Coordinate annotation entries:
○ ○ ○ ○ ○
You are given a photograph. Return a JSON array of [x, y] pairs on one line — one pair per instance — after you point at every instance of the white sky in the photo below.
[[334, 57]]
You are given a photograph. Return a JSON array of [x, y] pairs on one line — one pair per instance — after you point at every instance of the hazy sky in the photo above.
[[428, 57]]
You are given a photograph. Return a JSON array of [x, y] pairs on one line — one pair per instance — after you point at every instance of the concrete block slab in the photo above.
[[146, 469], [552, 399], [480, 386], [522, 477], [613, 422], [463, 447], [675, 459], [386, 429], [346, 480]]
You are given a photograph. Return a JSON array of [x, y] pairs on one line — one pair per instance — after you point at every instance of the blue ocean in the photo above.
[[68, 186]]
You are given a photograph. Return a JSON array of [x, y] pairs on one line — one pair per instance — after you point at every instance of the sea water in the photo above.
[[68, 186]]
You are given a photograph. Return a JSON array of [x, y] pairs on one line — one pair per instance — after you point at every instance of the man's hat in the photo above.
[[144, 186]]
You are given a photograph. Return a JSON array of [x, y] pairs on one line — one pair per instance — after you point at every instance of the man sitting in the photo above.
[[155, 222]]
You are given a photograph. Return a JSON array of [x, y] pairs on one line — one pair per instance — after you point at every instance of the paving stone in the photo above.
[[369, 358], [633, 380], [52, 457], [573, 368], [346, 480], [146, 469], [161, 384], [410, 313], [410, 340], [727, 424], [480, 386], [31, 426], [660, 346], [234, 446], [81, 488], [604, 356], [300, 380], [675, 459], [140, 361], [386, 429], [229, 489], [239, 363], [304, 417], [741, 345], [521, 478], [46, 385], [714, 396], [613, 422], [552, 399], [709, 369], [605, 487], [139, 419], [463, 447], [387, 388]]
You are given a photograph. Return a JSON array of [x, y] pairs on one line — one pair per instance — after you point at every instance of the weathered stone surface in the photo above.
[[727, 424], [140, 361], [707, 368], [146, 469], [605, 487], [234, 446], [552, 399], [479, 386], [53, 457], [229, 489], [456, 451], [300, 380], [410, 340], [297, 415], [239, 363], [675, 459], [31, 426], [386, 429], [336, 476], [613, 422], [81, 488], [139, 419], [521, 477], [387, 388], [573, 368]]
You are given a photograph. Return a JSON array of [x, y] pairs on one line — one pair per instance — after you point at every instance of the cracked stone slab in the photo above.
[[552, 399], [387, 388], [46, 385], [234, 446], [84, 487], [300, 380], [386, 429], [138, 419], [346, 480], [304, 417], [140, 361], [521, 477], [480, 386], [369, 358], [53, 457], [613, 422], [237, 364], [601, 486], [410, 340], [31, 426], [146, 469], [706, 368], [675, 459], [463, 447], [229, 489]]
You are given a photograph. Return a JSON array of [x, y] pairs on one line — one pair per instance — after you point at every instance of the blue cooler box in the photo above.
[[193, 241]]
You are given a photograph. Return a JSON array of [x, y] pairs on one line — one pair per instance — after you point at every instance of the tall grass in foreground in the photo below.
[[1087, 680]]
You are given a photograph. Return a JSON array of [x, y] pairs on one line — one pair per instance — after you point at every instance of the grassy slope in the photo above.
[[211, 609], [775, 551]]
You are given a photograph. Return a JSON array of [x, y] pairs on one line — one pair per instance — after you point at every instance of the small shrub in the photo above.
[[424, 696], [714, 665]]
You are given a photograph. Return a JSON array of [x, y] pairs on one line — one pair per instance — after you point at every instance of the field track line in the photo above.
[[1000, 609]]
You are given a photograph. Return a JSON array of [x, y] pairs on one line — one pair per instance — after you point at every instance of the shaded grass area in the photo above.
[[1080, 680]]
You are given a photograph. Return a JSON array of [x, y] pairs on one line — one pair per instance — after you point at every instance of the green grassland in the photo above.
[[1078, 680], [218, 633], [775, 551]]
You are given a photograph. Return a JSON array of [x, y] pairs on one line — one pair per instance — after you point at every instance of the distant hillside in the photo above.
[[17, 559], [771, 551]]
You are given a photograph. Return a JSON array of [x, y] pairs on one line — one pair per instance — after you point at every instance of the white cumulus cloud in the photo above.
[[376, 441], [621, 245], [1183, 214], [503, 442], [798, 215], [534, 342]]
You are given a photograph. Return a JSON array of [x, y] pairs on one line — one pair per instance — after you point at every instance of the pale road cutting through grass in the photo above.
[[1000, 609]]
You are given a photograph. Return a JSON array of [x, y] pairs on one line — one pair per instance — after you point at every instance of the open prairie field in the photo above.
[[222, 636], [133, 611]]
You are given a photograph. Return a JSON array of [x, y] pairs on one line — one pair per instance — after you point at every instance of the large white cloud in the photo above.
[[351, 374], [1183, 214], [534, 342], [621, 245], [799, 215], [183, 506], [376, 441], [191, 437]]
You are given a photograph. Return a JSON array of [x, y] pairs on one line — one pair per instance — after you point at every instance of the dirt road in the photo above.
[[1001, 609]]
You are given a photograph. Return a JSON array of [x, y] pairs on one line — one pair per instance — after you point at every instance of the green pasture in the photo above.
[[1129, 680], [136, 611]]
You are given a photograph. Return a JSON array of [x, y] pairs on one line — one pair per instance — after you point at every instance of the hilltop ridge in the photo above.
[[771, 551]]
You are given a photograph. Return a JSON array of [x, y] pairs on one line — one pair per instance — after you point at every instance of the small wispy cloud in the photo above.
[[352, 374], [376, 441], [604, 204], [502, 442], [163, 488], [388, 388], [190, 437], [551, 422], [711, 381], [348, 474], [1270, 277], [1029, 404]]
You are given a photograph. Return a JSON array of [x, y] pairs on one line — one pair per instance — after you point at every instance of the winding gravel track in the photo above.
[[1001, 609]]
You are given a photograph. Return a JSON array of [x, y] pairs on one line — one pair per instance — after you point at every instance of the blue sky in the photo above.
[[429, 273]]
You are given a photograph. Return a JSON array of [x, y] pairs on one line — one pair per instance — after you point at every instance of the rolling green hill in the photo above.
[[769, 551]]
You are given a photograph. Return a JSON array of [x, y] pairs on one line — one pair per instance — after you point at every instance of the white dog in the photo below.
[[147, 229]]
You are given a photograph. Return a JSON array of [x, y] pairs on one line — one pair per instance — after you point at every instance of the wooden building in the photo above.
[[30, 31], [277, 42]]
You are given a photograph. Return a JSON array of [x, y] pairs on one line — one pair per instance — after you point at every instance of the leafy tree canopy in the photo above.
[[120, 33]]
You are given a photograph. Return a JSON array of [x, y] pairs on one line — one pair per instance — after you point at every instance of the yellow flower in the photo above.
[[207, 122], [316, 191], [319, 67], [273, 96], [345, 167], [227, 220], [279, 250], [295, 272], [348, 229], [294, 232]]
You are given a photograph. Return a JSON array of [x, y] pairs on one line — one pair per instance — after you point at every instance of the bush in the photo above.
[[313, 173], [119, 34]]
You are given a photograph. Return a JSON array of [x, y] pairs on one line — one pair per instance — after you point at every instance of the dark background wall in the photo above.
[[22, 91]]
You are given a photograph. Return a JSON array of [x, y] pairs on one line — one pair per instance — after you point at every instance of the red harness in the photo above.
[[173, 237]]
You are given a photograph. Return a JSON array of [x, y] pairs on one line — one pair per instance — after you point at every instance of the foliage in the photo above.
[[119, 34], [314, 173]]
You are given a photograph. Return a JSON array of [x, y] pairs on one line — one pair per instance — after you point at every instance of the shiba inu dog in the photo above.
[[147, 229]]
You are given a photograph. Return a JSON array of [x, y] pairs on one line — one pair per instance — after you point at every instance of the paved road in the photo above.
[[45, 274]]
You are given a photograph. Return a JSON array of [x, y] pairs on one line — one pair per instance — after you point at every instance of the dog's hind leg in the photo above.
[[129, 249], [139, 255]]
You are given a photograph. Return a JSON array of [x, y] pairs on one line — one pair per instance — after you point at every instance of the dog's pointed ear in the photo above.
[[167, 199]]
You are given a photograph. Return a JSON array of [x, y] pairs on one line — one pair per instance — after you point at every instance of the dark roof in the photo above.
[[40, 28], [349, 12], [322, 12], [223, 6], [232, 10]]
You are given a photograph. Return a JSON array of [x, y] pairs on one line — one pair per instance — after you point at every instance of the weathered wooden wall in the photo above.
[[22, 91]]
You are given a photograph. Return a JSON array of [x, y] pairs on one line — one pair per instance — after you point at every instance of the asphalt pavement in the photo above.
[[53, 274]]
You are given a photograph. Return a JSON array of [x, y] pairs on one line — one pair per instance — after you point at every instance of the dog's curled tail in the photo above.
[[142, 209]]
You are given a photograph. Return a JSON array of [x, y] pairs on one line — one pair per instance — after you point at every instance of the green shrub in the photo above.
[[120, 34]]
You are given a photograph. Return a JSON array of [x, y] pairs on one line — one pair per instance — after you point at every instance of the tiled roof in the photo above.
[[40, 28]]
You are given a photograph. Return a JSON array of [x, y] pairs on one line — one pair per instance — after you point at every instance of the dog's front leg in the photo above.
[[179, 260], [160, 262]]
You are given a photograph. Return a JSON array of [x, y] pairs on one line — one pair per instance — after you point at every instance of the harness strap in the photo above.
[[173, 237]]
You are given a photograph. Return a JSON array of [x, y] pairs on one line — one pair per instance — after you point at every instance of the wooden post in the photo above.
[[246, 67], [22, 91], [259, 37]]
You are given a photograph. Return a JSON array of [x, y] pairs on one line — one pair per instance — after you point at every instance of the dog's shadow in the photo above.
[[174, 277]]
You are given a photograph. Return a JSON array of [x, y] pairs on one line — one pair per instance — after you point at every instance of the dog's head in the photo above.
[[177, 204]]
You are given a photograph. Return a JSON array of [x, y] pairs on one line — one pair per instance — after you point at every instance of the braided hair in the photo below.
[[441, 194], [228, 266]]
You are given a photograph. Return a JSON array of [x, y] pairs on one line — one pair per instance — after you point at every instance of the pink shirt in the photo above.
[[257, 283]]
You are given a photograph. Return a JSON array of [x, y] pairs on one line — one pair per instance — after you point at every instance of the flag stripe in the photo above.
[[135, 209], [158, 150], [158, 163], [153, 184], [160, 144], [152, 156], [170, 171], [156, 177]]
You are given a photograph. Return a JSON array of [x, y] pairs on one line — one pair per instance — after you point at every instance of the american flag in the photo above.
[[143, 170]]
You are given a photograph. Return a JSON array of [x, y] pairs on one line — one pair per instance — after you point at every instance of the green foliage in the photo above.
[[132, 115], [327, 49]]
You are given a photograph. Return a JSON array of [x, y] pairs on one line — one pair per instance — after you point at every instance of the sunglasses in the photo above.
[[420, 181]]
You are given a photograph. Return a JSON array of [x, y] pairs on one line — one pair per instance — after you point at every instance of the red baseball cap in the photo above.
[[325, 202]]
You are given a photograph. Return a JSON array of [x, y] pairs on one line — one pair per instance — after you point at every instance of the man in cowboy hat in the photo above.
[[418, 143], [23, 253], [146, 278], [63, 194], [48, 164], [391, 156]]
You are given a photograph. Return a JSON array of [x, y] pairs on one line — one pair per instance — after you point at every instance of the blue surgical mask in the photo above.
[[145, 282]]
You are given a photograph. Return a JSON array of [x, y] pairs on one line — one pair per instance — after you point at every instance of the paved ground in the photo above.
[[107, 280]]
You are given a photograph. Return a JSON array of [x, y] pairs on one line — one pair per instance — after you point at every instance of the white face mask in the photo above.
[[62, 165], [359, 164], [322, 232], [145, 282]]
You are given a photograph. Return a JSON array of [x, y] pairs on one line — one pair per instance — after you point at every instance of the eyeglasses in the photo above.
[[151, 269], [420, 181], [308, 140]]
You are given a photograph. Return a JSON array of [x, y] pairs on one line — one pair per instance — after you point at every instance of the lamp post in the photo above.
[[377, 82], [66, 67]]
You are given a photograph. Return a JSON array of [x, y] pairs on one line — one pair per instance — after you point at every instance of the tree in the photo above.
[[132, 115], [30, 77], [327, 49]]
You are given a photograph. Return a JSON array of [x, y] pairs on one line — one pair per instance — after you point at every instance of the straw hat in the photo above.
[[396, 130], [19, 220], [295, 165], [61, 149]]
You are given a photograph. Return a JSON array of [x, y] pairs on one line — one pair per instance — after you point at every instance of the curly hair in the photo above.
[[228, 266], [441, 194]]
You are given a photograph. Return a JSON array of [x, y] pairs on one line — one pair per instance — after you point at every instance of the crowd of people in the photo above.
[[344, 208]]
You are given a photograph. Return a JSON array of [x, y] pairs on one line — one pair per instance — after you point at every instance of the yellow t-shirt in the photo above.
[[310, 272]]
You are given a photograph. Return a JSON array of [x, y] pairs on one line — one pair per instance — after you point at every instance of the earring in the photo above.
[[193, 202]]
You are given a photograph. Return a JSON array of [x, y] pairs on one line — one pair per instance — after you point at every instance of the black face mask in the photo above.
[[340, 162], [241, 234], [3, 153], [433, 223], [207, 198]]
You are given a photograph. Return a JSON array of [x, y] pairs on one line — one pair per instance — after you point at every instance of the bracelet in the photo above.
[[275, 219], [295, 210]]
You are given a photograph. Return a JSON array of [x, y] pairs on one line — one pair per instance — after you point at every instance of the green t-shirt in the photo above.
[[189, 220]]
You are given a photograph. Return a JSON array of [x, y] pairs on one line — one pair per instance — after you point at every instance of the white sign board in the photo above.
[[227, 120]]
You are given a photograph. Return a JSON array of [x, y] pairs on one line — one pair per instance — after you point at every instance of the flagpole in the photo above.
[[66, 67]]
○ ○ ○ ○ ○
Your objective:
Rewrite every line from the start of the entries up to and including the line with "[[155, 222]]", keeping the requests but scaling each point coordinate in the answers by 0.35 and rounding to the nearest whole number, with halves rounded up.

Solution to this problem:
You are given a photograph. Return a JSON array of [x, y] pairs on one line — one pair per instance — after you point at every instance of the white sky in the photo below.
[[117, 20]]
You are given a photograph. Return a JSON array of [x, y] pairs on one line — one pair per instance — after you point at every instance of the hazy sky in the photo above.
[[150, 20]]
You are given a photograph. Return a JSON array of [x, y] pairs on one line — one pair per instance — after you point at every instance of the concrete block slab in the photo above.
[[51, 164], [193, 140], [168, 135], [183, 167], [215, 148], [162, 156], [236, 161], [135, 150], [121, 168]]
You are given a photograph. Return a JSON array of [x, y] pairs on one line — one pair per instance — after you point at every instance of the blue ocean in the photo above.
[[24, 65]]
You are given a photograph. Return a JSON array of [x, y] pairs on one line — one pair per instance — after you point at every instance of the sea water in the photo above.
[[24, 65]]
You are given a photograph. Return a JSON array of [x, y] pairs on one line — one pair per instance — after you point at every instance of the man's hat in the photo above.
[[50, 65]]
You are given a photograph. Return a JSON array of [x, y] pairs on one line — one pair per instance — after you point at every instance of the man sitting in the photo above.
[[54, 78]]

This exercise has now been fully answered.